PROBLEM TO WORK ON: The entries are to be given again in full. Every word must match.

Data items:
------------
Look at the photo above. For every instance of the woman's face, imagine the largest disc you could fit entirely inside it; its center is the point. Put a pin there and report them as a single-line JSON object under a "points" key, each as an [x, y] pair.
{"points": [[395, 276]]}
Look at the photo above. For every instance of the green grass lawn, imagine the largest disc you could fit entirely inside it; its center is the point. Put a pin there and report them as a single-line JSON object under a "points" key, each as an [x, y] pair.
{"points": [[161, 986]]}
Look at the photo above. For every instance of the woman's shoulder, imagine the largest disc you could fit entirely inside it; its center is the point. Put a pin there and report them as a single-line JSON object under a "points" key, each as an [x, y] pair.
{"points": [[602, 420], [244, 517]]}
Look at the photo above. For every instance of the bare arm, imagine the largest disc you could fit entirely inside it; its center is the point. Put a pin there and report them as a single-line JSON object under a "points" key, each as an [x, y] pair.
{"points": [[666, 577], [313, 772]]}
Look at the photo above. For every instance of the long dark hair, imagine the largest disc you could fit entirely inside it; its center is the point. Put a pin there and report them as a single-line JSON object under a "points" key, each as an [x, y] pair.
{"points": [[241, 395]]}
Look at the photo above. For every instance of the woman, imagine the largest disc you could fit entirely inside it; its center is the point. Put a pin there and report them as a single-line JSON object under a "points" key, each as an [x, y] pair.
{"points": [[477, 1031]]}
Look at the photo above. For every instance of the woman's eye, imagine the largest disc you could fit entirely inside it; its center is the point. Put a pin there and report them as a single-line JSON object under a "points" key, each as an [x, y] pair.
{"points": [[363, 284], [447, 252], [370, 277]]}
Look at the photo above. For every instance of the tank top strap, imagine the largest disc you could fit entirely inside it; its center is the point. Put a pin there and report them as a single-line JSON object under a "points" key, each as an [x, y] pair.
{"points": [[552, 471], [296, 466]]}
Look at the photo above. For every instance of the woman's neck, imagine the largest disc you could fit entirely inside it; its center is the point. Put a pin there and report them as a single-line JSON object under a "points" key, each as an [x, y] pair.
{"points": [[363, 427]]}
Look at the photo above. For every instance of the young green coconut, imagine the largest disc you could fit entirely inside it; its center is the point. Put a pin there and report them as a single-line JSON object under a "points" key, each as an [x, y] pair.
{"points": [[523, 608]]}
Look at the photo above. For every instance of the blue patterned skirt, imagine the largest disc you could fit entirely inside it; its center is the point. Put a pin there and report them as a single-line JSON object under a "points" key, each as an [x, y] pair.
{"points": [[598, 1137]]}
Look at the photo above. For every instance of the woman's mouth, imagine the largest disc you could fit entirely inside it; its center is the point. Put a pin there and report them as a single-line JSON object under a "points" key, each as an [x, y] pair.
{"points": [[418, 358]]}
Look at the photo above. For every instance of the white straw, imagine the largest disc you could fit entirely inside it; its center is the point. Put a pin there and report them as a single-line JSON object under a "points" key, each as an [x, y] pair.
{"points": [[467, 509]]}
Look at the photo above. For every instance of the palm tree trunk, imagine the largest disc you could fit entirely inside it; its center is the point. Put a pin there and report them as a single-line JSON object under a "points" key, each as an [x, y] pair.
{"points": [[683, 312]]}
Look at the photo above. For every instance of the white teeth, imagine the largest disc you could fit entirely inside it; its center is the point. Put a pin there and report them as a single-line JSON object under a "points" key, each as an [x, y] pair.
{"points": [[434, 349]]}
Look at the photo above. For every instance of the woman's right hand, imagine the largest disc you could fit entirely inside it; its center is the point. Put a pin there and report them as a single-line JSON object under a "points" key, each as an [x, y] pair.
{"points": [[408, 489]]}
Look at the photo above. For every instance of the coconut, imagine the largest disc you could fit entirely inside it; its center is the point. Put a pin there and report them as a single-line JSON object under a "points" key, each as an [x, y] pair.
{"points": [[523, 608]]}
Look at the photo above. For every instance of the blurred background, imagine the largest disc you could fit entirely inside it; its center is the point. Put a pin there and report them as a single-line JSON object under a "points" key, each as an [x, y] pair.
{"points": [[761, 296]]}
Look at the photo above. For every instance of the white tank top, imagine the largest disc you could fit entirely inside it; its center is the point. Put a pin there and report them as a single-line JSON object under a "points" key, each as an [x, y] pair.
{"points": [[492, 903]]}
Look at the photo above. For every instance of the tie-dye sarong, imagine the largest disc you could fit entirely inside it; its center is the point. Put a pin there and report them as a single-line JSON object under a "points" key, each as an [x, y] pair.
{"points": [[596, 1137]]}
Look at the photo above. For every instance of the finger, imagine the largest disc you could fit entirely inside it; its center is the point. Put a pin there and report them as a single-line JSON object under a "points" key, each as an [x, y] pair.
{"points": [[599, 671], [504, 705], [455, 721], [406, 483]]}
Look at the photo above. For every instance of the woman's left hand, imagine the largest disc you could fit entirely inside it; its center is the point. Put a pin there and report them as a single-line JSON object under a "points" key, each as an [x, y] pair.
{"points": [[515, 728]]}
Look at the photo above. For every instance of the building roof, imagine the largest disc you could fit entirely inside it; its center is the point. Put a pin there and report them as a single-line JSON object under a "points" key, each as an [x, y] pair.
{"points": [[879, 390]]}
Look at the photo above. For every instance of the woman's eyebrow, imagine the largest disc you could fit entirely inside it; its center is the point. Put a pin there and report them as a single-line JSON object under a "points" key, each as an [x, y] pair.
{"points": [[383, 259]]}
------------
RESPONSE:
Look at the photo above. For every instance of the woman's face, imagine the largest disc you could fit entirely inside it; its center is the point. Put a pin there and report them as a single-line JSON object under a "points" key, each as an [x, y] pair.
{"points": [[395, 276]]}
Look at the photo above. For every instance of the green grass lawn, imagine the largest disc you could fit entirely inside it; its center is the point. Put a pin there and report them as a single-line JSON object under a "points" key, each as an [x, y] pair.
{"points": [[161, 986]]}
Look at the photo above. For every instance of the woman's shoulder, imagine the largest disc you could fit entirely inside it; its center is the point. Put a pin there and report them as a single-line JSON object under a "points" key, each as an [x, y] pair.
{"points": [[602, 420], [244, 517]]}
Look at the photo above. For every instance of the bare arm, imagine the largest disc you could fit entirely inside it; its center is the point. Put a pin there and report them as a single-line JSON object under a "points" key, each as an [x, y] pair.
{"points": [[666, 577], [313, 772]]}
Look at the photo above. For every instance of the long dark hair, imagine the largest disc you could fit entirely inside it; its center is the point. Put a pin there and report them as a single-line JSON object under a "points" key, each as an [x, y] pair.
{"points": [[241, 395]]}
Look at the photo above. For every instance of the woman, imagine the largest disc you could fit entirely inside it; its center is the point. Put a pin there and report them as a single-line JSON object under a "points" key, each as an [x, y] pair.
{"points": [[477, 1031]]}
Look at the photo above. For every instance of the woman's eye, imagine the largest disc you could fit entirely inside it; its center is the point. Put a pin there and report them as a single-line JSON object under a "points" key, each as an [x, y] pair.
{"points": [[363, 284], [447, 252], [370, 277]]}
Look at the photo above. For every instance of the tank top strap, imagine the largest disc you could fit entirely inside it; its center is the point. Put a pin there and report them as a single-line JSON object under a "points" key, each as an [x, y] pair.
{"points": [[552, 471], [296, 466]]}
Look at the photo above. For every instance of the woman's neck, imagine the largest disc you could fit entirely inside it; its center is the point. Put a pin there and report them as a single-line JSON object under a "points" key, each as an [x, y] pair.
{"points": [[363, 427]]}
Look at the photo above. For every instance of the young green coconut, imagine the largest disc you could fit entirely inside it; its center is the point. Put a pin there and report them as a single-line JSON object under a "points" key, each as an [x, y] pair.
{"points": [[523, 608]]}
Look at the photo above. For every instance of the blue patterned skirt, imagine the largest disc you could fit entirely inside it; its center is the point. Put a pin there and report them as a single-line JSON object under a "points" key, each as an [x, y] pair.
{"points": [[598, 1137]]}
Look at the photo above. For every instance of the woman's mouth, imagine the largest disc you could fit entirely inside it; its center is the point. Put a pin there and report them as a single-line JSON object under a "points" key, each as an [x, y] pair.
{"points": [[418, 358]]}
Look at the photo above. For every instance of the white straw, imagine the largest disc you could fit entirely inside it; its center is the point. Put a pin there and report them as a single-line JSON object under a "points" key, each as an [x, y] pair.
{"points": [[467, 509]]}
Look at the photo above. For every instance of the palm tree trunk, imagine the largest disc you could fit entirely inside it; its center is the point. Put a pin there and report them as a single-line JSON object under a "points" key, each as an [x, y] pair.
{"points": [[683, 312]]}
Look at the photo above. For every instance of the white teeth, imagine the largest disc you could fit entirely inside it; its center is the point. Put a pin there and report them as a single-line JSON object under a "points" key, each as an [x, y] pair.
{"points": [[434, 349]]}
Look at the photo above. For every instance of the woman's right hand, imagine the largest disc you could fit entirely inside it; its center is the point. Put a pin there and report them as a single-line JSON object under a "points" key, each as an [x, y] pair.
{"points": [[408, 489]]}
Look at the photo above. For every instance of the coconut, imagine the largest disc you could fit entirely inside it; its center is the point. Put a pin there and report them as a single-line JSON object under a "points" key, each as an [x, y] pair.
{"points": [[523, 608]]}
Look at the photo above. For every instance of the blurred background, imagine the largest disc you could fit entirely inside it; its center is the point. Put a pin there and report them as a single-line JSON object under a "points" key, each as an [x, y] pair.
{"points": [[761, 296]]}
Look at the photo above. For every instance of the white tank top, imagine the largest disc you could fit entirely inside it; its center is the point. Put a pin there and report them as a single-line JSON object under a "points" key, each as an [x, y] pair.
{"points": [[492, 903]]}
Look at the photo above. For every instance of the tie-dye sarong, imagine the largest disc you could fit entirely inside it; its center is the point. Put a pin there and report them as a single-line JSON object under a "points" key, each as an [x, y] pair.
{"points": [[596, 1137]]}
Look at the photo above. For every instance of the finger, imagine the largest disc you could fit entirely inside it; its center is the point. Put a pin there and report them as a single-line JSON object under a "points" key, each as an [x, y] pair.
{"points": [[599, 671], [504, 705], [455, 721], [406, 483]]}
Look at the photo above. For every instance of the woman's left hand, imagine the largest disc you could fit entirely inside it; its center is the point. Put a pin there and report them as a single-line JSON object under a "points" key, each as an [x, y] pair.
{"points": [[515, 728]]}
Look at the photo above. For every instance of the building roof, imagine the largest disc you could fit entirely inside it; its center is the point. Put a pin there and report them as a single-line JSON object under a "points" key, each as an [x, y] pair.
{"points": [[879, 390]]}
Look at the photo above. For every instance of the woman's eyebrow, imagine the largest disc you could fit entirely inside it; its center is the point. Put a pin there and report them as a single-line JSON object under a "points" key, each as an [x, y] pair.
{"points": [[383, 259]]}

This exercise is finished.